- Work order:
Look through the records below for the line with "<point>123,74</point>". Return that line and each one after it up to and including the line with "Place a point on the cultivated", exactly.

- Supplied records:
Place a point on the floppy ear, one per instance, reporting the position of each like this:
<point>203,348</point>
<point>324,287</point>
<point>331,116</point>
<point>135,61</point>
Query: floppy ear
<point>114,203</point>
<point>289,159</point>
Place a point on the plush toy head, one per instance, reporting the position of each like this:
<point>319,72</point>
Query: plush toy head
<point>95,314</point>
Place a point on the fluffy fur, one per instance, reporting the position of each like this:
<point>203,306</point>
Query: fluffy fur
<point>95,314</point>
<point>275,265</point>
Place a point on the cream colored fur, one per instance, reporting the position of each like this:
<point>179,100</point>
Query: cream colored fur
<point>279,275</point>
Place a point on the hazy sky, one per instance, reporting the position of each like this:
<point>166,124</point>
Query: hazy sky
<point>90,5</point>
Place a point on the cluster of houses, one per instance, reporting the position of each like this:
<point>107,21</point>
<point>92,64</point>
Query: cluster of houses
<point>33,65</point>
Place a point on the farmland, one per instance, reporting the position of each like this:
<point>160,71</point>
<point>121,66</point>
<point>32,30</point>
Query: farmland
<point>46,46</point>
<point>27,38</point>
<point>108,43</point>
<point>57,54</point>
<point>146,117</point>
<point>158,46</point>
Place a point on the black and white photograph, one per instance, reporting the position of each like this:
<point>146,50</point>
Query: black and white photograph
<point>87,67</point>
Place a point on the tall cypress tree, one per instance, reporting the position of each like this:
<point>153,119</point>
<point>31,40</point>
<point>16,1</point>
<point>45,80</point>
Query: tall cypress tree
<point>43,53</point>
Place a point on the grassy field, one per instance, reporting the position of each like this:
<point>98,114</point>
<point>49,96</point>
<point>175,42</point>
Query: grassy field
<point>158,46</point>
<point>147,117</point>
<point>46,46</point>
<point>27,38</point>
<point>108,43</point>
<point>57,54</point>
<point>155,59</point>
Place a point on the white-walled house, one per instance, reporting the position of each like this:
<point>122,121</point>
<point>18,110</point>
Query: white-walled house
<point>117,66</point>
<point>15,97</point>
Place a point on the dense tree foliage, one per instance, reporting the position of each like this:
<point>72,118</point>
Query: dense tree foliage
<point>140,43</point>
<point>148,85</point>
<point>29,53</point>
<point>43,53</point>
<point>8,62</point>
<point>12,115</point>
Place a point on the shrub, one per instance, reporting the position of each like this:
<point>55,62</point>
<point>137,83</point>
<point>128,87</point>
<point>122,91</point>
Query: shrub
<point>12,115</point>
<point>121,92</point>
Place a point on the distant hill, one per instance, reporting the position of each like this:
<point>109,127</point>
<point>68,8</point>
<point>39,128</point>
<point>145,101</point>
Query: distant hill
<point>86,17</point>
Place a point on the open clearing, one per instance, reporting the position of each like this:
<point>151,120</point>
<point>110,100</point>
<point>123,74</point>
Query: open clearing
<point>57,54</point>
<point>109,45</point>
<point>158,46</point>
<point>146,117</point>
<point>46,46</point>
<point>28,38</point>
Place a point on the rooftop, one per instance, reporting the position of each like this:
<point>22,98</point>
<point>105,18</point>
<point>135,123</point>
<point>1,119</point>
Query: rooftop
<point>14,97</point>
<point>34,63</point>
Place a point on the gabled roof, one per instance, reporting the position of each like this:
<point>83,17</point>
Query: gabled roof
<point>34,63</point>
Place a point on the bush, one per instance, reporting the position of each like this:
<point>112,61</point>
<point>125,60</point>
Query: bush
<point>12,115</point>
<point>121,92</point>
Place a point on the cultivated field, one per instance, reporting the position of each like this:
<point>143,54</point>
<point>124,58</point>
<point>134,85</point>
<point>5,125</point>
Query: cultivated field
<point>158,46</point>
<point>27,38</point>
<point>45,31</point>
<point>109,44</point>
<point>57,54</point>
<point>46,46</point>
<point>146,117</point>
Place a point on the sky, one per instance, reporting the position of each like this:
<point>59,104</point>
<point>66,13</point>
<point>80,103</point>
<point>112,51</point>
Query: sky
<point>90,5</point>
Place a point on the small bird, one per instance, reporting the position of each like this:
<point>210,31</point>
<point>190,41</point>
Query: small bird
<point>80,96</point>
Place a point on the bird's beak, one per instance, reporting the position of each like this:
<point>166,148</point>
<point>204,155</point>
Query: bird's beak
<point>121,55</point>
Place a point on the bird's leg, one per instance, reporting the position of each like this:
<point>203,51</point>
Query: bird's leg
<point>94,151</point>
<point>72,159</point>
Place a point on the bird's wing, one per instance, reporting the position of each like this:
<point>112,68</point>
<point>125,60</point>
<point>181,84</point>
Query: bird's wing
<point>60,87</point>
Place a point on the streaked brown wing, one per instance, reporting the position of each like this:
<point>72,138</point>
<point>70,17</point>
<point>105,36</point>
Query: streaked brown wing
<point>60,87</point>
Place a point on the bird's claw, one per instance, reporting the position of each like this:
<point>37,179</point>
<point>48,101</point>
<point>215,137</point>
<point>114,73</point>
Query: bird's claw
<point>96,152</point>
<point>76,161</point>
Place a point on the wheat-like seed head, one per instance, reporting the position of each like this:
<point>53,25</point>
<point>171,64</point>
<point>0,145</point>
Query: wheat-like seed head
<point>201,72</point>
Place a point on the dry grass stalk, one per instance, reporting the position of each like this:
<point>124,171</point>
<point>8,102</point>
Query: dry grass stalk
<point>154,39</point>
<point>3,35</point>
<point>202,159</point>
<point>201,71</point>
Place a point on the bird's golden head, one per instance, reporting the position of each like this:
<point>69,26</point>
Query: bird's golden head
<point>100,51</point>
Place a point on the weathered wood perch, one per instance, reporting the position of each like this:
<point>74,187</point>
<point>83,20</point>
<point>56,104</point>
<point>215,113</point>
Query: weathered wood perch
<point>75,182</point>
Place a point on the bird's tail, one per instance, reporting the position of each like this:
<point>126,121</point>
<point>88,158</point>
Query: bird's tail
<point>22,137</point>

- Task result:
<point>123,74</point>
Query: open clearing
<point>57,54</point>
<point>109,45</point>
<point>158,46</point>
<point>146,117</point>
<point>46,46</point>
<point>28,38</point>
Place a point on the rooftop, one per instance, reporting the position of each like this:
<point>22,98</point>
<point>105,18</point>
<point>135,123</point>
<point>1,119</point>
Query: rooftop
<point>14,97</point>
<point>34,63</point>
Place a point on the gabled roof, one per instance, reporting the position of each like this:
<point>83,17</point>
Query: gabled roof
<point>34,63</point>
Place a point on the bush, one per instance, reporting the position of each like this:
<point>112,61</point>
<point>125,60</point>
Query: bush
<point>12,115</point>
<point>121,92</point>
Place a point on the cultivated field, one per instance, reporting the position of each like this:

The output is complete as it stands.